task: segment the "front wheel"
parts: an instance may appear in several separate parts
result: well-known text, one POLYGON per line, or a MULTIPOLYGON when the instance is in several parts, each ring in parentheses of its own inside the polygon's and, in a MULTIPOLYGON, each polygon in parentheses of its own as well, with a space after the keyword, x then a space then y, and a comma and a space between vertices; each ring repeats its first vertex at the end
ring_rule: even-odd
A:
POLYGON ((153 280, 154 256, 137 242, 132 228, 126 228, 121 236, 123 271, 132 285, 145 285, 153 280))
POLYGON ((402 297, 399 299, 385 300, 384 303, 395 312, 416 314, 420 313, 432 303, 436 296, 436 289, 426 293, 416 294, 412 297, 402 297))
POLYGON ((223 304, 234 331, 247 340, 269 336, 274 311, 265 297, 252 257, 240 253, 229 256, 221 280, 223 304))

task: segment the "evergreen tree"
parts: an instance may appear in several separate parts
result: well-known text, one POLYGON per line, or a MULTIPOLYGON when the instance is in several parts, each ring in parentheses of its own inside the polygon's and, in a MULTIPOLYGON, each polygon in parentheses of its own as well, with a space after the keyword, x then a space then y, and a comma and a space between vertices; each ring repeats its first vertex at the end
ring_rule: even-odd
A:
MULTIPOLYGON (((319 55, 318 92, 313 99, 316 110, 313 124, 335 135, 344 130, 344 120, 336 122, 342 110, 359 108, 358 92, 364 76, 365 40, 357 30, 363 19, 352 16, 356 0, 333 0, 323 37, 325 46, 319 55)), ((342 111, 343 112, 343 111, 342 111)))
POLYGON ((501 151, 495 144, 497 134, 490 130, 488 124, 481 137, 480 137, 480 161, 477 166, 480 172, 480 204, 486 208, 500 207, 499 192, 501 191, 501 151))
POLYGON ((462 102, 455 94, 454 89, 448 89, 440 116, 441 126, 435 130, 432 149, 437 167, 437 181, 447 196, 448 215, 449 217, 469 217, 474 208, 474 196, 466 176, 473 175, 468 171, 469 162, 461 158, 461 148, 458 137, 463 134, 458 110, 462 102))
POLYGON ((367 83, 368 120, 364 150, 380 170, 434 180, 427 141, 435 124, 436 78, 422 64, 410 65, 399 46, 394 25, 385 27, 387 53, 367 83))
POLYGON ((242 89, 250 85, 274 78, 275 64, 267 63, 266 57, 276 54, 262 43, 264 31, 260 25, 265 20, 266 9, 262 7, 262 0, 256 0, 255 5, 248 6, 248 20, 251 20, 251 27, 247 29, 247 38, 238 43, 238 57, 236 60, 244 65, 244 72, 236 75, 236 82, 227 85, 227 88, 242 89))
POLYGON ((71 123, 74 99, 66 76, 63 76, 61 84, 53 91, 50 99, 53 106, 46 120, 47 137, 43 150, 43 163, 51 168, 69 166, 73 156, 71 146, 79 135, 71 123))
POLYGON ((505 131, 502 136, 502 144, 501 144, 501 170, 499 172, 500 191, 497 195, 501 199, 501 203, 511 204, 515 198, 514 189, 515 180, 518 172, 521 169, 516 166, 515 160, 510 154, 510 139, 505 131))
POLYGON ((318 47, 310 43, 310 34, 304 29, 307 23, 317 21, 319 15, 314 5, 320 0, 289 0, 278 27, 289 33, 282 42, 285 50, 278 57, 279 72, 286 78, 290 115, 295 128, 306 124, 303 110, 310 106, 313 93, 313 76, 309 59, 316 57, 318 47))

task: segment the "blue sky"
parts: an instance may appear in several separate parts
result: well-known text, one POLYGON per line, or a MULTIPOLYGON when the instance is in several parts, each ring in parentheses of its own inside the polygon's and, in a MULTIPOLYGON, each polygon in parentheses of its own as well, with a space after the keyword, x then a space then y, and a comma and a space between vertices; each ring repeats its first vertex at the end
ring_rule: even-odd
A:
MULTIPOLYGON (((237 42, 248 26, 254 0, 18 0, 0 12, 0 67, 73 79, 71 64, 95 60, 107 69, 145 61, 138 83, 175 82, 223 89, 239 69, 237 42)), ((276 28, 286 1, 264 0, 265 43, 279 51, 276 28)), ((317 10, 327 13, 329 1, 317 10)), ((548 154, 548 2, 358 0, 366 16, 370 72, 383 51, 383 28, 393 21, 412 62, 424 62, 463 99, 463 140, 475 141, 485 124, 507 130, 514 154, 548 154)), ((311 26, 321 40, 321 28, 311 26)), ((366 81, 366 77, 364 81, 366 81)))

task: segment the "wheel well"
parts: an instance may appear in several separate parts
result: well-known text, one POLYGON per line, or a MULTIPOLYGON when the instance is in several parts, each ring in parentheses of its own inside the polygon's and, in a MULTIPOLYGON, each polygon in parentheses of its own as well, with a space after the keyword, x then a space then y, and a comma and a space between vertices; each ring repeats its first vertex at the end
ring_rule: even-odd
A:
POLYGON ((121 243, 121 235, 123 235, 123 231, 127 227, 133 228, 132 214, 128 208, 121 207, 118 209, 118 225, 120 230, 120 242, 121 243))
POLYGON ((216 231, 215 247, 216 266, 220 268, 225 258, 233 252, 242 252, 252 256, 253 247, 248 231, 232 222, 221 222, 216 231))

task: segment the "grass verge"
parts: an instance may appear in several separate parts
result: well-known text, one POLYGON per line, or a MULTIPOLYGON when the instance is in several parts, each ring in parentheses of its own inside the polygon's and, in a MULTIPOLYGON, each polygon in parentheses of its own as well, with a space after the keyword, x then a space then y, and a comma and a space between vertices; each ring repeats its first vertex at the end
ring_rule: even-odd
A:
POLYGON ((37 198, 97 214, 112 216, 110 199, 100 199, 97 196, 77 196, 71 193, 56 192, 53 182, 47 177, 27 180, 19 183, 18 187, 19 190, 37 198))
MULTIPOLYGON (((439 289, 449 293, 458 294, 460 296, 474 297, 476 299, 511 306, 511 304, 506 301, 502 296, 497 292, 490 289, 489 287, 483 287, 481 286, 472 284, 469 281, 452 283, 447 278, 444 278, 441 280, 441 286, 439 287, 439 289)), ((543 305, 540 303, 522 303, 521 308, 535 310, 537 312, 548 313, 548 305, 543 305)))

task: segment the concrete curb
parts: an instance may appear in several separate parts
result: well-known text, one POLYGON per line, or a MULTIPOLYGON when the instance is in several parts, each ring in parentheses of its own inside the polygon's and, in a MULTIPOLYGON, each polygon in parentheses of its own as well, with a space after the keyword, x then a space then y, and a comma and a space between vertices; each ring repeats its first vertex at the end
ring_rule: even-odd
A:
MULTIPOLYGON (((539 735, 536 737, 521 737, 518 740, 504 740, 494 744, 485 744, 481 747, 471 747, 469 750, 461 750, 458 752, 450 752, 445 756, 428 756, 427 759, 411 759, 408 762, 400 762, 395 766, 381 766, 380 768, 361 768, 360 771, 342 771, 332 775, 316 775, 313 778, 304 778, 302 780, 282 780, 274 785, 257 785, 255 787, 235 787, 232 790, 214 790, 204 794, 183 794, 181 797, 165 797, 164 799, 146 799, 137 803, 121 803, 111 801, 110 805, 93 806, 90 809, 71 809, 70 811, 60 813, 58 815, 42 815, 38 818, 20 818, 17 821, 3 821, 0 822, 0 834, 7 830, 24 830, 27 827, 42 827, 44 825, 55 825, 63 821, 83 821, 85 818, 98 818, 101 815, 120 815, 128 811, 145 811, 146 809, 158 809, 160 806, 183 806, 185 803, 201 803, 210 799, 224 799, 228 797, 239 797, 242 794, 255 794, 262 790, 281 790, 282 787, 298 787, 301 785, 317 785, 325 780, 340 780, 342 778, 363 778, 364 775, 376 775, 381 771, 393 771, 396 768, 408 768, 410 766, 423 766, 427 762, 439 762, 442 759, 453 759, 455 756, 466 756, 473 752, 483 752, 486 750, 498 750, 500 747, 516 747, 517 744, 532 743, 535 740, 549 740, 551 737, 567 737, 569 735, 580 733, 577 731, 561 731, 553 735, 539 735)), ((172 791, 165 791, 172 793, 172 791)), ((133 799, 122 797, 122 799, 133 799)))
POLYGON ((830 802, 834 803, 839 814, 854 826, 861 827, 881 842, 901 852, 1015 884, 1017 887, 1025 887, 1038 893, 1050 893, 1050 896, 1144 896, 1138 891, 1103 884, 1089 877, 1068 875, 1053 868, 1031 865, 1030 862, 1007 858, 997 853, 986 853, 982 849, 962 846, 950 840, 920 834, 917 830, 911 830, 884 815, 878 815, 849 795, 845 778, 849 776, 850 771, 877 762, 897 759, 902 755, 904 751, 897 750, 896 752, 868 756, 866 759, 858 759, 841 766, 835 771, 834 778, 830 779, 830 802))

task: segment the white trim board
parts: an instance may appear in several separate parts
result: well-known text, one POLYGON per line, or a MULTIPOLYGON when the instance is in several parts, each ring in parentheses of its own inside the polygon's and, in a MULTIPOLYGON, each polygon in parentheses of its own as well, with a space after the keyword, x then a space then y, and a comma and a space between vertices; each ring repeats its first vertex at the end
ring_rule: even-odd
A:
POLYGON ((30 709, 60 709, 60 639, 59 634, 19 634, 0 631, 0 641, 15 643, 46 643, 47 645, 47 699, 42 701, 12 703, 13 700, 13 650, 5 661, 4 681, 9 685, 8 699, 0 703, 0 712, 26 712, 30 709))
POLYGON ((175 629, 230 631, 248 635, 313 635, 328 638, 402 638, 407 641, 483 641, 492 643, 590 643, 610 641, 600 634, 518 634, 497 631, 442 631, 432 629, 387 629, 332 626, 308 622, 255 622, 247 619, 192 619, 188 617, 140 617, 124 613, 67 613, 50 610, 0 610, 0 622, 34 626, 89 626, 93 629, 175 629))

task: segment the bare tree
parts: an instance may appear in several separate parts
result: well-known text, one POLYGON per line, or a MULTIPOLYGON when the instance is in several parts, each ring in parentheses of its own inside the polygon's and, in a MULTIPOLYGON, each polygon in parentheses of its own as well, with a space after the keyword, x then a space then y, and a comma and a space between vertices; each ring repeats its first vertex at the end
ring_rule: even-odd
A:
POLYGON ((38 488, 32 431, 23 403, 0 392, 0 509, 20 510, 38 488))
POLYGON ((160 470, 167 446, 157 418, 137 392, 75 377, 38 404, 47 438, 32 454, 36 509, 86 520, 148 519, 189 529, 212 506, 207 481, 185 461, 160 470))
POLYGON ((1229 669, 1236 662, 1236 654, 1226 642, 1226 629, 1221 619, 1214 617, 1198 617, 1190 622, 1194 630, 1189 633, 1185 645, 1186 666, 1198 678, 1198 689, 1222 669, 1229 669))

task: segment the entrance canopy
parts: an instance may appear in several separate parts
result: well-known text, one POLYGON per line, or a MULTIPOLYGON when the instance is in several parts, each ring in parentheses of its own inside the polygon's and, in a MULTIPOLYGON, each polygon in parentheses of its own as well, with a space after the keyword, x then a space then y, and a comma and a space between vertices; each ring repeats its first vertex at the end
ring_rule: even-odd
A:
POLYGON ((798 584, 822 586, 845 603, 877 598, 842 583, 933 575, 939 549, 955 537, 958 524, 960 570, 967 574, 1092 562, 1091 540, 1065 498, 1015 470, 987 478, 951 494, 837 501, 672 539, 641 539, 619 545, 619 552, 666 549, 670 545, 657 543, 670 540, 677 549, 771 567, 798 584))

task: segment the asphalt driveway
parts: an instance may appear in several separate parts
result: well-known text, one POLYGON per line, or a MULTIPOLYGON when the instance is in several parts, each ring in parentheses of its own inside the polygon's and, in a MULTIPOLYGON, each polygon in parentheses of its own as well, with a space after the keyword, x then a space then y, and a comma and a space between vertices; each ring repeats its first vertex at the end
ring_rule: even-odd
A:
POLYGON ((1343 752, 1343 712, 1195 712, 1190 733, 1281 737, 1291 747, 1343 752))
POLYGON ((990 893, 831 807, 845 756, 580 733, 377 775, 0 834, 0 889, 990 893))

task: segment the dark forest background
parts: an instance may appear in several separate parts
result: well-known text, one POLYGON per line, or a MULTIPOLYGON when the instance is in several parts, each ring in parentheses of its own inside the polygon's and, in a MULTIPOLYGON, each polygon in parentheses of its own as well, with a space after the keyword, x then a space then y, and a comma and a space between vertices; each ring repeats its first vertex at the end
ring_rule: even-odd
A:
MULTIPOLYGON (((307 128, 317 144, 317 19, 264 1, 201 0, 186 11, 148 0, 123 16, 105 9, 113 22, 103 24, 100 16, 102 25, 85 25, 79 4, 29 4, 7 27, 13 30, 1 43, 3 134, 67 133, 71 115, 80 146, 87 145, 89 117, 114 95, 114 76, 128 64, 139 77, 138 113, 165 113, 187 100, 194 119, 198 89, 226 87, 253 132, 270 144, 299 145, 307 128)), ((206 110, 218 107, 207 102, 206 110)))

#### DO THIS
Copy the records from the line containing "task: segment the dark forest background" through the end, swapping "forest" for "woodland" and leaving everything else as it is.

#### EXERCISE RESPONSE
task: segment the dark woodland background
parts: an instance may appear in several separate parts
result: well-known text, one POLYGON per line, or a MULTIPOLYGON when the instance is in several parts, each ring in parentheses of its own inside the polygon's and, in a MULTIPOLYGON, each polygon in parentheses of its own as well, with a space after the keyword, x then a space then y, and a comma and a space between vertices; each ring repeats its first vertex at the end
ring_rule: even-odd
A:
MULTIPOLYGON (((307 128, 317 144, 317 19, 264 1, 201 0, 186 11, 148 0, 123 16, 105 9, 113 22, 103 24, 100 16, 102 25, 85 25, 79 4, 29 4, 7 27, 13 30, 1 43, 3 134, 67 133, 71 115, 80 146, 87 145, 89 117, 114 95, 114 76, 128 64, 139 77, 138 113, 165 113, 187 100, 194 119, 198 89, 226 87, 253 132, 270 144, 299 145, 307 128)), ((206 110, 218 107, 207 102, 206 110)))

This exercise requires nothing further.